__What to work on__
**A)** In the commentary on the CIA resignations below, condense the paragraph beginning "The resignation of John McLaughlin" into a short bulleted list that keeps its main facts.
**B)** Extend the commentary on the CIA resignations with the next few paragraphs, picking up right after its final sentence.

__Text block__
--- --- ---
Since Saturday, Washington Post reporters Walter Pincus and Dana Milbank
have been regaling us with tales of woe, misery, anger, and angst at the
CIA:
"The deputy director of the CIA resigned yesterday after a series of
confrontations over the past week after a series of confrontations between
senior Operations officials and CIA Director Porter J. Goss' new chief of
staff that have left the agency in turmoil, according to several current and
former CIA officials," the Post's dynamic duo reported Saturday.
The resignation of John McLaughlin, who had been passed over when Bush
selected Goss, then the chairman of the House Intelligence Committee, to be
CIA director, had been expected. But also resigning after a confrontation
with an aide Goss had brought with him from the House were Steven Kappes,
the deputy director of Operations, and his deputy, Michael Sulick, the Post
reported Monday.
Pincus and Milbank made it sound as if the resignations were a tragedy,
brought on by the "brusque" management style of Goss's aides, and by Goss'
unwillingness to heed the advice proffered by wise old heads:
"Within the past month, four former deputy directors of operations have
tried to offer CIA Director Porter J. Goss about changing the clandestine
service without setting off a rebellion, but Goss has declined to speak to
any of them, said former CIA officials aware of the communications," the
Post reported Sunday.
There are two things to keep in mind when reading these stories. The first
is that the CIA hasn't been very competent. Though the FBI was chiefly
responsible for the intelligence failures which led to 9/11, the CIA didn't
cover itself with glory. The CIA can be excused for believing Saddam
Hussein had weapons of mass destruction every Western intelligence
service and most of Saddam's generals thought he did, too but the CIA
failed to detect Saddam's plan for protracted guerrilla war (the sudden
collapse of the Republican Guard ought to have been a clue), or that Ahmed
Chalabi of the Iraqi National Congress was a spy for Iran.
The CIA has become dysfunctional and is not providing the president with the
information he requires to wage the war on terror, Sen. John McCain said on
ABC's "This Week" program Sunday. A shakeup is necessary, McCain said.
--- --- ---
__Provided data__
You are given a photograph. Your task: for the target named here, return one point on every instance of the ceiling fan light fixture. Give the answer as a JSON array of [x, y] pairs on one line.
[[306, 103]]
--- --- ---
__Results for each task__
**A)**
- John McLaughlin's resignation had been expected, since he was passed over when Bush chose Goss, then chairman of the House Intelligence Committee, as CIA director.
- Steven Kappes, deputy director of Operations, and his deputy, Michael Sulick, also resigned after a confrontation with an aide Goss had brought from the House.
- The Post reported these resignations Monday.

**B)**
My favorite example of the CIA's dysfunction comes from Robert Baer's
memoir. He recounts that when he was the CIA station chief in Tajikstan in
1994, Baer requested Dari and Pashtun linguists so he could debrief refugees
who were fleeing from Afghanistan. No linguists were available, Langley
said, but headquarters would be happy to send out a briefing team to explain
the CIA's new sexual harassment policy.
An institutional example of dysfunction is that only a third of the
operations directorate's personnel is based overseas, where the spying is to
be done. Two thirds are at headquarters.
No one is more aware of the CIA's dysfunction than Goss, a former case
officer himself, who as chairman of the House Intelligence Committee issued
a report savagely critical of the Operations directorate. If those
officials hadn't resigned, Goss almost certainly would have fired them.
As serious a problem as dysfunction is disloyalty. "Over the past several
months, as much of official Washington looked on wide-eyed and agog, many in
the CIA bureaucracy have waged an unabashed effort to undermine the current
administration," wrote New York Times columnist David Brooks.
The undermining was done through leaks to Pincus and Milbank and other
friendly reporters. The then CIA brass even permitted a CIA officer
Michael Scheuer to campaign publicly against his boss. The leaks were not
merely brazenly unprofessional, they are a violation of the law. Those
responsible for them are fortunate that their heads will roll only
figuratively.
The retirement of Secretary of State Colin Powell will permit the Bush
administration to get control over another agency where many senior
officials are inclined to forget who it is they are working for. Powell was
a great Secretary of State, but one inclined to represent State's views to
the rest of the administration, rather than the administration's views to
the State department. Condoleeza Rice surely will permit dissent, but will
require it to be kept in house.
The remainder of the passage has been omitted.